-- Saved data entries --
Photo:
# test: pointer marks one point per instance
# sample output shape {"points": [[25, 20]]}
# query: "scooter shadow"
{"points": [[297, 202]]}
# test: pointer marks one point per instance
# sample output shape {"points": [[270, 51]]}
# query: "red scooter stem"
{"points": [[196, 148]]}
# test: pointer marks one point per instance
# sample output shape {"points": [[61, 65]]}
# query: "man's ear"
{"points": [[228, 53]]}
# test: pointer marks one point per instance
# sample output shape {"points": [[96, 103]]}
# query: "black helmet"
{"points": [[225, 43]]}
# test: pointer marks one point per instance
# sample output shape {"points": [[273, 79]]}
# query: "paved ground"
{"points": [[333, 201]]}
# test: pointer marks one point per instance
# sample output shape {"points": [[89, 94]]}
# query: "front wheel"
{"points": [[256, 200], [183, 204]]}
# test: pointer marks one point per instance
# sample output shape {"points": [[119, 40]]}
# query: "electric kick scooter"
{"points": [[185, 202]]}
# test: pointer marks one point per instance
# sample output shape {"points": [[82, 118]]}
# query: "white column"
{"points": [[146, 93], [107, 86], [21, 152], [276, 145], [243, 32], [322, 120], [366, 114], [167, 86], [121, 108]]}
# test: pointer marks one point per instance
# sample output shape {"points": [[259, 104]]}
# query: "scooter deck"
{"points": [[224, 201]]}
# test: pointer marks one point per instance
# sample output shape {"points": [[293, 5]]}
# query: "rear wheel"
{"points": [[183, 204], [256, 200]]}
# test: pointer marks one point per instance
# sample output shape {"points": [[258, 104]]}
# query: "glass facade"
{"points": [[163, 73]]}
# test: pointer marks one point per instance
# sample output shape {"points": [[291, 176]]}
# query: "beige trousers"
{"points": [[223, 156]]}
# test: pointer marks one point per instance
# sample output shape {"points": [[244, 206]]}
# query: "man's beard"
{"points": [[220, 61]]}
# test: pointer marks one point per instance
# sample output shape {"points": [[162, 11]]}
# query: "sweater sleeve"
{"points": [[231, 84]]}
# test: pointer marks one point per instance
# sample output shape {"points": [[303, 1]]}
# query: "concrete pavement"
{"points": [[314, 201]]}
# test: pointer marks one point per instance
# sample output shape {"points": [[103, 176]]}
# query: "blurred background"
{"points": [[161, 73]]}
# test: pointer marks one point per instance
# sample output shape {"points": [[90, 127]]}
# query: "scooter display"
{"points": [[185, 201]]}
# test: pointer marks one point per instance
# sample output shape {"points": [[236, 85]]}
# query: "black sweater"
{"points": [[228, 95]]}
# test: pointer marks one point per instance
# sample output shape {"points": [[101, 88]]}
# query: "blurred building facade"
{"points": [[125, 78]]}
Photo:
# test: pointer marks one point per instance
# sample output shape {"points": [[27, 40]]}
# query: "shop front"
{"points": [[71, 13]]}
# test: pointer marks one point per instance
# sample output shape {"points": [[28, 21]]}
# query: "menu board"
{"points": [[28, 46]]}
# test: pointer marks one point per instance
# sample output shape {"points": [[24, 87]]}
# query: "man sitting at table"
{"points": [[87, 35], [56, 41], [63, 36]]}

-- Problem details --
Restate each of the entries above verbatim.

-- Completed exercise --
Photo:
# test: pointer marks one point per instance
# sample output shape {"points": [[25, 20]]}
# query: "scooter shadow"
{"points": [[297, 202]]}
# test: pointer marks one point per instance
# sample output shape {"points": [[270, 51]]}
# query: "red scooter stem"
{"points": [[196, 148]]}
# test: pointer marks one point per instance
# sample output shape {"points": [[61, 65]]}
# query: "man's ear"
{"points": [[228, 53]]}
# test: pointer marks one point per instance
# sample output shape {"points": [[96, 103]]}
# query: "black helmet"
{"points": [[225, 43]]}
# test: pointer marks one point per instance
# sample output shape {"points": [[273, 79]]}
# query: "paved ground"
{"points": [[333, 201]]}
# test: pointer marks one point per instance
# sample output shape {"points": [[89, 94]]}
# query: "front wheel"
{"points": [[256, 200], [183, 204]]}
# test: pointer marks one point per instance
# sample output shape {"points": [[119, 40]]}
# query: "electric kick scooter"
{"points": [[185, 202]]}
# test: pointer marks one point per instance
# sample output shape {"points": [[82, 118]]}
# query: "white column"
{"points": [[146, 93], [107, 86], [21, 152], [276, 145], [243, 32], [322, 120], [366, 114], [167, 86], [121, 108]]}
# test: pointer marks one point per instance
# sample output shape {"points": [[259, 104]]}
# query: "scooter deck"
{"points": [[224, 201]]}
# test: pointer marks one point per instance
# sample output shape {"points": [[293, 5]]}
# query: "rear wheel"
{"points": [[183, 204], [256, 200]]}
# test: pointer marks one point per instance
# sample output shape {"points": [[258, 104]]}
# query: "glass facade"
{"points": [[163, 73]]}
# test: pointer marks one point per instance
# sample output shape {"points": [[291, 176]]}
# query: "beige trousers"
{"points": [[223, 156]]}
# test: pointer marks one point per instance
# sample output shape {"points": [[244, 206]]}
# query: "man's beard"
{"points": [[220, 61]]}
# test: pointer marks one point per instance
# sample output shape {"points": [[162, 11]]}
# query: "sweater sleeve"
{"points": [[231, 84]]}
# test: pointer marks one point per instance
# sample output shape {"points": [[303, 1]]}
# query: "concrete pavement"
{"points": [[314, 201]]}
# test: pointer marks one point per instance
# sample output shape {"points": [[103, 176]]}
# query: "blurred background"
{"points": [[161, 73]]}
# test: pointer marks one point per instance
# sample output shape {"points": [[90, 127]]}
# query: "scooter display"
{"points": [[185, 201]]}
# test: pointer marks one point per instance
# sample output shape {"points": [[236, 85]]}
# query: "black sweater"
{"points": [[228, 95]]}
# test: pointer marks one point per instance
# sample output shape {"points": [[101, 88]]}
# query: "blurred building facade"
{"points": [[125, 78]]}
Photo:
# test: pointer marks one point per instance
# sample output shape {"points": [[27, 40]]}
# query: "shop front"
{"points": [[71, 13]]}
# test: pointer marks one point per instance
# sample output shape {"points": [[28, 21]]}
# query: "menu board"
{"points": [[28, 46]]}
# test: pointer marks one point per instance
# sample output shape {"points": [[24, 87]]}
# query: "man sitting at table"
{"points": [[87, 35], [56, 41], [63, 36]]}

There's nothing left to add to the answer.